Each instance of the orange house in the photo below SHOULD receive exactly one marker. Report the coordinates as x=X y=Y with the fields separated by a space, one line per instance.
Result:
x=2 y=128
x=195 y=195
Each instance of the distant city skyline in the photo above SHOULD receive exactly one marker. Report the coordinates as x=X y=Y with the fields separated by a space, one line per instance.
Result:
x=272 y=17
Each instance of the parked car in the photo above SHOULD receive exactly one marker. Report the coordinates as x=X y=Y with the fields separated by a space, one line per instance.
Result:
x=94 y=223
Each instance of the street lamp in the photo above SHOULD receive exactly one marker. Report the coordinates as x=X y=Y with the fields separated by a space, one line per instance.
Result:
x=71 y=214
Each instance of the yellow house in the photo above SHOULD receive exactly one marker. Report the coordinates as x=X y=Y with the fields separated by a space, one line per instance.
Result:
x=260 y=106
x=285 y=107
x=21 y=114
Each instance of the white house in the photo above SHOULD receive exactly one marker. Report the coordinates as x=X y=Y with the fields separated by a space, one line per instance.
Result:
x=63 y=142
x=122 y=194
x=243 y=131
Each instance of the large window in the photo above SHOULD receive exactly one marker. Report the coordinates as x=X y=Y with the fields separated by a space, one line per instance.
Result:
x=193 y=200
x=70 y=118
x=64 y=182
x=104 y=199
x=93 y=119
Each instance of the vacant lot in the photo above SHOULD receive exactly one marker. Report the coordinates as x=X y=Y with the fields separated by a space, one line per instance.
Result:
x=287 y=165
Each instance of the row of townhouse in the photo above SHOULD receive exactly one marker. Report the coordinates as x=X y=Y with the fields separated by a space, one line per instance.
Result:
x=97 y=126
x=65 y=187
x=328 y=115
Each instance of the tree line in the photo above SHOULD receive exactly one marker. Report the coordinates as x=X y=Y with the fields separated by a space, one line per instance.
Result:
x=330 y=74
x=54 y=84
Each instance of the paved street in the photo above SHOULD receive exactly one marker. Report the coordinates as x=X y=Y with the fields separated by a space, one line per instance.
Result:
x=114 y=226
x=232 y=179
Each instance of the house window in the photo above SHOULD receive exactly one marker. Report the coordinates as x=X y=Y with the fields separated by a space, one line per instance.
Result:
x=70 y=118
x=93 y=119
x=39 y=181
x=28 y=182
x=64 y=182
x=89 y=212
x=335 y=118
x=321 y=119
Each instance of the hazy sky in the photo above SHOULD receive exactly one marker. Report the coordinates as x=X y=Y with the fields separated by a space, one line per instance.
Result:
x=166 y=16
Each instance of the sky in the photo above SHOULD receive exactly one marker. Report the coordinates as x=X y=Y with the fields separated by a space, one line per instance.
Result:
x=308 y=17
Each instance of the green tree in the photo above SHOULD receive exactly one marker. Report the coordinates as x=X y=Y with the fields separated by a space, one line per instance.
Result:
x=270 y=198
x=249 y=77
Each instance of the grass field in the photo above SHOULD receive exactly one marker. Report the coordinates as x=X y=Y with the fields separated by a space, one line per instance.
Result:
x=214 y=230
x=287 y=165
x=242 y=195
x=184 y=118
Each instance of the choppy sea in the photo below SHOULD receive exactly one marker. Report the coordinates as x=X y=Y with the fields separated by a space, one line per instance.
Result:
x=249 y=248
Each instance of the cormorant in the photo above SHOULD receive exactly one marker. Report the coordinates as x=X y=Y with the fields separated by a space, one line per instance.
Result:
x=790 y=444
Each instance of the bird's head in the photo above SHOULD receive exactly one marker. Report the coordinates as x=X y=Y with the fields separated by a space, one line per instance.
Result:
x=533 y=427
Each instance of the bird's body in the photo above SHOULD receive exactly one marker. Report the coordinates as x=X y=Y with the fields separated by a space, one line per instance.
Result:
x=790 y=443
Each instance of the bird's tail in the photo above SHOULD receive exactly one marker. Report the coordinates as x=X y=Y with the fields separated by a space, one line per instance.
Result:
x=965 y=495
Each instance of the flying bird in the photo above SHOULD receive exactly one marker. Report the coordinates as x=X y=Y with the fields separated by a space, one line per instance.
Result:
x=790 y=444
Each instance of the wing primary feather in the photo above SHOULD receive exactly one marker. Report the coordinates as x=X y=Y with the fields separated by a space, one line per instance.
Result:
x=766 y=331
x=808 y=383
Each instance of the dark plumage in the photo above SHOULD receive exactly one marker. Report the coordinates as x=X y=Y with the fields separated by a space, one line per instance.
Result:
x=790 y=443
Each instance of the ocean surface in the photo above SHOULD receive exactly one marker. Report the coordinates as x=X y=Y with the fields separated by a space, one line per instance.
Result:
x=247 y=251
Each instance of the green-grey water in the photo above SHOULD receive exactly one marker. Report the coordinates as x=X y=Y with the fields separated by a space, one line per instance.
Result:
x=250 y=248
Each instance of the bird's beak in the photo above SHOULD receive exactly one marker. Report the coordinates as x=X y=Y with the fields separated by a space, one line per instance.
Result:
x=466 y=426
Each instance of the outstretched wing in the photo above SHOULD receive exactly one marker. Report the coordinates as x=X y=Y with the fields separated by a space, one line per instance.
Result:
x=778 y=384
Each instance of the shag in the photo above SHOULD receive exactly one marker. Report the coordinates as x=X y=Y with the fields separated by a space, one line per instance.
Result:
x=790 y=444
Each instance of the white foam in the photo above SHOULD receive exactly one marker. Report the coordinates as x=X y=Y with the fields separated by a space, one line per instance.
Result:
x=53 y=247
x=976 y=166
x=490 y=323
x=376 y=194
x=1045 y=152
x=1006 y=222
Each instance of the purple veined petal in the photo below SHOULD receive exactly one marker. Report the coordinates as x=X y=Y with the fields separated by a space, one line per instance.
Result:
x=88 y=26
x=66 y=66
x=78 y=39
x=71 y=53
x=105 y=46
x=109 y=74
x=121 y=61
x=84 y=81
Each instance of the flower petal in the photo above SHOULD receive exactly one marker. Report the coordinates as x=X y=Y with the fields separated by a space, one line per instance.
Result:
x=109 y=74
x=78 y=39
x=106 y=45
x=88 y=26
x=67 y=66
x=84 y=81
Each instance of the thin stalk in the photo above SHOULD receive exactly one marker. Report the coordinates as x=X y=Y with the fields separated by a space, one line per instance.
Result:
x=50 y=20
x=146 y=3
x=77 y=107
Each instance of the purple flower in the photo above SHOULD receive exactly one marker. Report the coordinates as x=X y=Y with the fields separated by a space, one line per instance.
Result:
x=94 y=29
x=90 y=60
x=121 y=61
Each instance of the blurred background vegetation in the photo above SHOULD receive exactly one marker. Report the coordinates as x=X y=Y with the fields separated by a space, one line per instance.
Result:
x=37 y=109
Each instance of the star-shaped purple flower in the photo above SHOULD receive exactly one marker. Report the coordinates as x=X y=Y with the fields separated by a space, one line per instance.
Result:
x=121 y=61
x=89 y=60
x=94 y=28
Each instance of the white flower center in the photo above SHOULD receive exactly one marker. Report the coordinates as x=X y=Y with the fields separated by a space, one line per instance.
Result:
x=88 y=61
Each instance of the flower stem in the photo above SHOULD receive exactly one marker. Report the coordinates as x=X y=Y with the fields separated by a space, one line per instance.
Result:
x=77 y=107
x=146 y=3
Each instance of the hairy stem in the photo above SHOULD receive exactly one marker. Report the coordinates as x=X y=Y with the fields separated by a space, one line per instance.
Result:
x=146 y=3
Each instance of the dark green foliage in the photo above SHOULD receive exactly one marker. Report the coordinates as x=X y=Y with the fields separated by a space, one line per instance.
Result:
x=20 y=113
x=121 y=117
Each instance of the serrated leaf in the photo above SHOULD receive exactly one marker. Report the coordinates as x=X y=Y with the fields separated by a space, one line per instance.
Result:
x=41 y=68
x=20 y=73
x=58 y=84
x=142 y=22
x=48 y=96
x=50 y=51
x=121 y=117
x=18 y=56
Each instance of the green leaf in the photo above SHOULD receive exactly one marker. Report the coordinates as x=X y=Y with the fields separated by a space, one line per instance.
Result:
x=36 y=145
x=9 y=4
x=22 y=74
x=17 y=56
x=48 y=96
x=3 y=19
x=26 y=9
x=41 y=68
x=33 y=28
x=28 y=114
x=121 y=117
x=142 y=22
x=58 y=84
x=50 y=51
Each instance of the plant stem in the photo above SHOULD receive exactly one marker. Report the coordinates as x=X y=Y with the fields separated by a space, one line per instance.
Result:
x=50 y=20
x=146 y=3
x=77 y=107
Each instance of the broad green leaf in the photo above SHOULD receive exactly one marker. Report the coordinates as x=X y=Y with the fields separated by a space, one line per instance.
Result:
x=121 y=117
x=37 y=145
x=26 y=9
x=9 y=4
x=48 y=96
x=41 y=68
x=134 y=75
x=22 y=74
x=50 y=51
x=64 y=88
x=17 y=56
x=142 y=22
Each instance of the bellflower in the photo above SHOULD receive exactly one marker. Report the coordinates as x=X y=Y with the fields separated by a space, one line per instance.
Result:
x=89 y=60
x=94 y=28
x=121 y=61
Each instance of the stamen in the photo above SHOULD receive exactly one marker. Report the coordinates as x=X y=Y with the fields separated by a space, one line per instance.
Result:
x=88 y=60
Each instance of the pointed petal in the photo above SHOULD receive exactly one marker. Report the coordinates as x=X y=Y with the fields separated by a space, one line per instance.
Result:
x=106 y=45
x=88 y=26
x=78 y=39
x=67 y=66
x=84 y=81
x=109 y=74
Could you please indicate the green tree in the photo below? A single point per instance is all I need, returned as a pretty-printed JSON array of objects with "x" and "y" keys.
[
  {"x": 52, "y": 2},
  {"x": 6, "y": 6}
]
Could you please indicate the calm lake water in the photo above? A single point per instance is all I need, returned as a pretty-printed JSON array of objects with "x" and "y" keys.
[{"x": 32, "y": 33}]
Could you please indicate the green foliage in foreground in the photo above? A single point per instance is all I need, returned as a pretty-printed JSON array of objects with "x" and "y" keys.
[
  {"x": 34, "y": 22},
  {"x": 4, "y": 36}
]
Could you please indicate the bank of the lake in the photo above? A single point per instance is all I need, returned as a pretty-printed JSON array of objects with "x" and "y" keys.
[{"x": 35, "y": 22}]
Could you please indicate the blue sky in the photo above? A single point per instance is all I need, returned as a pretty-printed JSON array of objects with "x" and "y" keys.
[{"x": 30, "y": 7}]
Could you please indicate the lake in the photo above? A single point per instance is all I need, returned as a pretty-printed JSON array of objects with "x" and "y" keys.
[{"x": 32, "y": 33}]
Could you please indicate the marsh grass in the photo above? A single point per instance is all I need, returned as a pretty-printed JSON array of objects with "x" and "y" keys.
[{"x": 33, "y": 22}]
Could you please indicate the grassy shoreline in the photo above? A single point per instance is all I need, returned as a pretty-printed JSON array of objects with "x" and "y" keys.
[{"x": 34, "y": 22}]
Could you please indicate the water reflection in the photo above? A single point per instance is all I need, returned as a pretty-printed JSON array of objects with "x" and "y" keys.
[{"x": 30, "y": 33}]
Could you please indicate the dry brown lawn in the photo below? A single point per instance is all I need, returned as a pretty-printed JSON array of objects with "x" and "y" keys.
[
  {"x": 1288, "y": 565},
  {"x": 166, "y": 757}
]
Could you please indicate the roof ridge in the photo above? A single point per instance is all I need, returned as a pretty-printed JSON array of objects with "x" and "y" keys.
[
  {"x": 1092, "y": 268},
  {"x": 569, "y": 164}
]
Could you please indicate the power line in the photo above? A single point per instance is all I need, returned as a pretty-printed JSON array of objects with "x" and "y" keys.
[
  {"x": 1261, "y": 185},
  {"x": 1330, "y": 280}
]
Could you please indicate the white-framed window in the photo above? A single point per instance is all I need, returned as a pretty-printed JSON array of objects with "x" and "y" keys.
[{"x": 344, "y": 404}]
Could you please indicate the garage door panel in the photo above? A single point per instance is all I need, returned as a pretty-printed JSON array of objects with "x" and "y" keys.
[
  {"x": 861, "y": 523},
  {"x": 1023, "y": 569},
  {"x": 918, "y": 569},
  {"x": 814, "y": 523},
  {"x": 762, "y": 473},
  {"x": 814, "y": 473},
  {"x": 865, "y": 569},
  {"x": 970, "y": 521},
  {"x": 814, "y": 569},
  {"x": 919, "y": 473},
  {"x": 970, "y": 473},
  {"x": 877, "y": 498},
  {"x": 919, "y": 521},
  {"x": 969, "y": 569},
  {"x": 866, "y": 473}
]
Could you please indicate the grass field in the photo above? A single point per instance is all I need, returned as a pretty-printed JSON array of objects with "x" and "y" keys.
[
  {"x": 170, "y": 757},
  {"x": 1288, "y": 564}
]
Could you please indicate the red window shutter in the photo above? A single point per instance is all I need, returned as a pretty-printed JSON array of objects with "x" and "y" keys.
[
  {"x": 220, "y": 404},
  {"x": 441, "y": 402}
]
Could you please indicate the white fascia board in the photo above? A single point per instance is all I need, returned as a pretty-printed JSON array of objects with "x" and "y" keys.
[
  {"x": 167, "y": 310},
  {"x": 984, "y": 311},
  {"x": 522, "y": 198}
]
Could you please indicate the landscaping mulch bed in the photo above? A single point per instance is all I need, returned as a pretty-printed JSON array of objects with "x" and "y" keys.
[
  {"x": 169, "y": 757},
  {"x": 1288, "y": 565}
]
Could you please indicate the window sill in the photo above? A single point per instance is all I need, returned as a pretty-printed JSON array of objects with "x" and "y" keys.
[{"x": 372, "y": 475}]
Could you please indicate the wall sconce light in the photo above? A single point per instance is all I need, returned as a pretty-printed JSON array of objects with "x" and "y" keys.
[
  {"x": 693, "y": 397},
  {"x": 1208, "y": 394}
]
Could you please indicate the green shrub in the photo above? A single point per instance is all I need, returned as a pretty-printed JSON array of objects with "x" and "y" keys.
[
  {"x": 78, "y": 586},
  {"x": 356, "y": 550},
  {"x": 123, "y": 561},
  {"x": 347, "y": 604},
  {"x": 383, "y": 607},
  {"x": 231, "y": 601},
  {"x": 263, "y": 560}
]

--------------------------------------------------

DIRECTIONS:
Reproduce the lines from the one containing "Could you please indicate the wall" to the end of the entries, keeping both ends and adding nothing.

RESULT BELOW:
Could you please indicate the wall sconce light in the photo above? A single point per instance is all I need, returned as a pretty-printed JSON array of objects with "x" and "y" keys.
[
  {"x": 693, "y": 397},
  {"x": 1208, "y": 394}
]
Could you please indicate the green shrub in the photo above? A single point per instance is all I need, returned as a pretty-printed JSON array of objects with "x" and "y" keys.
[
  {"x": 78, "y": 586},
  {"x": 356, "y": 550},
  {"x": 123, "y": 561},
  {"x": 347, "y": 604},
  {"x": 383, "y": 607},
  {"x": 231, "y": 601},
  {"x": 263, "y": 560}
]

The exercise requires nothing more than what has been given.